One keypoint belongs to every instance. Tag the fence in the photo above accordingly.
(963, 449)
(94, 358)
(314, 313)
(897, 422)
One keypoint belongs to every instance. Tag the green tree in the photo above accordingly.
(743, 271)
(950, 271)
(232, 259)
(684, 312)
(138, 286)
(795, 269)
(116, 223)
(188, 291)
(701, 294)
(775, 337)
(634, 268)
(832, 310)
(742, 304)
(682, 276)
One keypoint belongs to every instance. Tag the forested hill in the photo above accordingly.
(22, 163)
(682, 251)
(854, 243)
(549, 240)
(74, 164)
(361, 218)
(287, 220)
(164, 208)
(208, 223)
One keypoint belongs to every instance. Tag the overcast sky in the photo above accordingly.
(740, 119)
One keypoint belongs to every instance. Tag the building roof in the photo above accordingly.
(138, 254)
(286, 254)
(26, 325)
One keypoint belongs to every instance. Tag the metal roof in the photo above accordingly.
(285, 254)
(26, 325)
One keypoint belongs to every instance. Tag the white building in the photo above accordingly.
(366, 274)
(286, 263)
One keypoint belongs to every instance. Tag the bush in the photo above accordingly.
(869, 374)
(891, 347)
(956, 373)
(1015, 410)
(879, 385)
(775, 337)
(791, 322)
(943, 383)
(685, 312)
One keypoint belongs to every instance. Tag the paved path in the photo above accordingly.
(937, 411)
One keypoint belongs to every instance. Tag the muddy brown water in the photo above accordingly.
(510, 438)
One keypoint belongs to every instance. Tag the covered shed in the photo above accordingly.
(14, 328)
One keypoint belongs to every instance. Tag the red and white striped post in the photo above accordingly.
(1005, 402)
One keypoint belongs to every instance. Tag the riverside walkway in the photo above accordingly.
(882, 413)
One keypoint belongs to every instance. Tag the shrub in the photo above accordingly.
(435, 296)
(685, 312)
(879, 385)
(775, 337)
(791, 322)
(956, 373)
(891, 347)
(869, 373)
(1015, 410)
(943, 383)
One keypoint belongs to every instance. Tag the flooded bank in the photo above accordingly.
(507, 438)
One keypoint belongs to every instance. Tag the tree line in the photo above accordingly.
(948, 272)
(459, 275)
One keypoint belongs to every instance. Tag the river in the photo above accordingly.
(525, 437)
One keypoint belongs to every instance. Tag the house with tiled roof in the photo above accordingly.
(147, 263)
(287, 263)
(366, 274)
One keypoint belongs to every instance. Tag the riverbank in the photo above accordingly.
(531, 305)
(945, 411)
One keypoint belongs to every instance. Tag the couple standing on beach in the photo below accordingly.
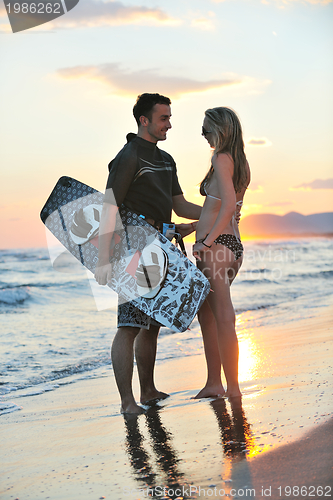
(144, 178)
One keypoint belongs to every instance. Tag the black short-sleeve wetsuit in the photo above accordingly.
(144, 178)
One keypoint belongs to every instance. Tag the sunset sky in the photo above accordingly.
(68, 89)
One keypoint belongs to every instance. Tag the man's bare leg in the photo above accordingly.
(122, 362)
(213, 387)
(145, 355)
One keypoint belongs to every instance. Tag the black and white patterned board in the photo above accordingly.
(185, 287)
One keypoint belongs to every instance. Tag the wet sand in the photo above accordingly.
(73, 443)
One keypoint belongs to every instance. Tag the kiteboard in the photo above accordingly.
(147, 269)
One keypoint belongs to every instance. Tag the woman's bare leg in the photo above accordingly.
(216, 266)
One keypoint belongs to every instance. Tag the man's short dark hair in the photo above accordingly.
(145, 103)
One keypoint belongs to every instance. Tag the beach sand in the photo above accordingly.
(73, 443)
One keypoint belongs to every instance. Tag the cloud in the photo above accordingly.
(93, 13)
(258, 141)
(130, 83)
(255, 188)
(284, 3)
(203, 23)
(316, 184)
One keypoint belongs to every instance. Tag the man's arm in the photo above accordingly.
(184, 208)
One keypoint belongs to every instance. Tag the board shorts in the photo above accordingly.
(129, 315)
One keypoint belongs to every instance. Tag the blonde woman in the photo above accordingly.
(218, 248)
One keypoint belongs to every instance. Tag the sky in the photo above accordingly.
(68, 88)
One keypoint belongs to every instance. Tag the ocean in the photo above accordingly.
(57, 324)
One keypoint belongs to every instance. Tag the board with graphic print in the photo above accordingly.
(147, 269)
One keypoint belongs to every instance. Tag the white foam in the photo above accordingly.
(13, 296)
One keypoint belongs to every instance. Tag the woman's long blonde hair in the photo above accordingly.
(227, 136)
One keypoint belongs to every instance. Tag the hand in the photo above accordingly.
(103, 273)
(186, 229)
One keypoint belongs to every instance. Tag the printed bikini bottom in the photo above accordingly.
(230, 241)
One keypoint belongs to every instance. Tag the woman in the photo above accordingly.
(218, 248)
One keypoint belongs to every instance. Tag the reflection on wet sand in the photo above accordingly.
(160, 473)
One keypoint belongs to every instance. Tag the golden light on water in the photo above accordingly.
(249, 356)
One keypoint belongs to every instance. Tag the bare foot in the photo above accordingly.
(210, 392)
(152, 397)
(132, 408)
(233, 394)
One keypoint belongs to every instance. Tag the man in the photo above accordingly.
(144, 178)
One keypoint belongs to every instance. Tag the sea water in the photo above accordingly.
(57, 324)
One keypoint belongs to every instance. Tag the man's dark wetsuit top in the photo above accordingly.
(144, 178)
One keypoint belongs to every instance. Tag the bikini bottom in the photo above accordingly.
(230, 241)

=======

From the first line to the last, reproduce the records above exactly and skip the pictures.

OUTPUT BELOW »
One keypoint belongs to every instance. Tag the fence in the photo above accordingly.
(963, 449)
(94, 358)
(314, 313)
(897, 422)
One keypoint belongs to every instance. Tag the green tree in the photo above accordingly.
(743, 271)
(950, 271)
(232, 259)
(684, 312)
(138, 286)
(795, 269)
(116, 223)
(188, 291)
(701, 294)
(775, 337)
(634, 268)
(832, 310)
(742, 304)
(682, 276)
One keypoint belongs to every instance. Tag the forested hill in the photo above accordingly.
(22, 163)
(682, 251)
(854, 243)
(549, 240)
(74, 164)
(361, 218)
(287, 220)
(164, 208)
(208, 223)
One keypoint belongs to every instance. Tag the overcast sky in the photo above accordingly.
(740, 119)
One keypoint belongs to every instance. Tag the building roof in the photo above accordingly.
(138, 254)
(286, 254)
(26, 325)
One keypoint belongs to every instance. Tag the metal roof in the photo above accordingly.
(285, 254)
(26, 325)
One keypoint belongs to every instance. Tag the white building in the photo above accordingly.
(366, 274)
(286, 263)
One keypoint belongs to every instance. Tag the bush in the photo above accordingly.
(869, 374)
(891, 347)
(956, 373)
(1015, 410)
(879, 385)
(775, 337)
(791, 322)
(943, 383)
(685, 312)
One keypoint belongs to every instance. Tag the paved path in the photo above accordingly.
(937, 411)
One keypoint belongs to every instance. Tag the muddy brown water in the photo above accordingly.
(510, 438)
One keypoint belongs to every instance. Tag the covered shed in the photo above accordingly.
(14, 328)
One keypoint belongs to every instance. Tag the red and white striped post in the photo above accordingly.
(1005, 402)
One keypoint belongs to every instance. Tag the riverside walkway in the photo above accordingly.
(882, 413)
One keypoint belongs to every instance. Tag the shrub in the photo above accordingly.
(435, 296)
(685, 312)
(879, 385)
(775, 337)
(791, 322)
(956, 373)
(891, 347)
(869, 373)
(1015, 410)
(943, 383)
One keypoint belongs to every instance. Tag the flooded bank in the photo above accordingly.
(507, 438)
One keypoint belongs to every instance. Tag the tree line in the photo above accordingly.
(948, 272)
(459, 275)
One keypoint belongs to every instance. Tag the river in the photo above accordingly.
(525, 437)
One keypoint belongs to every instance. Tag the house with tiled roof in the photo above accordingly.
(147, 263)
(287, 263)
(366, 274)
One keypoint belongs to every instance. Tag the riverbank in the photo above accordingly.
(531, 305)
(945, 411)
One keypoint belongs to every instance. Tag the couple standing on beach in the photo below accordingly.
(144, 178)
One keypoint belongs to every instance. Tag the black short-sleeve wetsuit in the photo above accordingly.
(144, 178)
One keypoint belongs to every instance. Tag the sunset sky in the photo above accordingly.
(68, 89)
One keypoint belongs to every instance. Tag the man's bare leg in the photo above accordingly.
(122, 362)
(213, 387)
(145, 355)
One keypoint belongs to every instance. Tag the black and white patterned board in the photo above accordingly.
(185, 287)
One keypoint belongs to every instance. Tag the wet sand in the photo above accordingly.
(73, 443)
One keypoint belongs to every instance. Tag the kiteboard in the photo above accordingly.
(147, 269)
One keypoint belongs to every instance. Tag the woman's bare leg in the photo above accordingly.
(216, 266)
One keypoint belongs to every instance. Tag the man's short dark hair in the photo above accordingly.
(145, 103)
One keypoint belongs to every instance. Tag the beach sand in the photo above accordingly.
(73, 443)
One keypoint belongs to every instance. Tag the cloud in the photo above accordingly.
(93, 13)
(258, 141)
(130, 83)
(255, 188)
(284, 3)
(203, 23)
(316, 184)
One keypoint belongs to every instance. Tag the man's arm in the photo above accordingly.
(184, 208)
One keypoint belongs to every instance. Tag the board shorts in the photo above accordingly.
(129, 315)
One keypoint belongs to every instance. Tag the blonde woman in the photo above accordingly.
(218, 248)
One keypoint belongs to every instance. Tag the sky in the photo above accordingly.
(68, 88)
One keypoint belongs to every instance. Tag the ocean in the photo above accordingly.
(57, 324)
One keypoint belongs to every instance. Tag the board with graphic print in the photo above accordingly.
(147, 269)
One keypoint belongs to every instance. Tag the white foam in the photo above accordingly.
(13, 296)
One keypoint belongs to every instance. Tag the woman's long blonde hair in the photo above accordingly.
(227, 136)
One keypoint belongs to every instance. Tag the hand in the photo above accordingly.
(103, 273)
(186, 229)
One keypoint belongs to every instance. Tag the printed bikini bottom in the photo above accordingly.
(230, 241)
One keypoint belongs to every instance. Tag the woman in the photo above accordingly.
(218, 248)
One keypoint belongs to every instance. Tag the reflection on wet sand in the photo above accordingly.
(160, 473)
One keypoint belongs to every instance. Tag the golden light on water in the photo above accordingly.
(249, 356)
One keypoint belongs to every instance. Tag the bare foot in the photo above accordingly.
(210, 392)
(152, 397)
(132, 408)
(233, 394)
One keypoint belongs to every instance. Tag the man in the photo above accordingly.
(144, 178)
One keypoint belongs to every instance. Tag the sea water in the photo above accordingly.
(57, 324)
One keypoint belongs to every instance. Tag the man's dark wetsuit top in the photo above accordingly.
(144, 178)
One keypoint belongs to every instance. Tag the bikini bottom in the photo above accordingly.
(230, 241)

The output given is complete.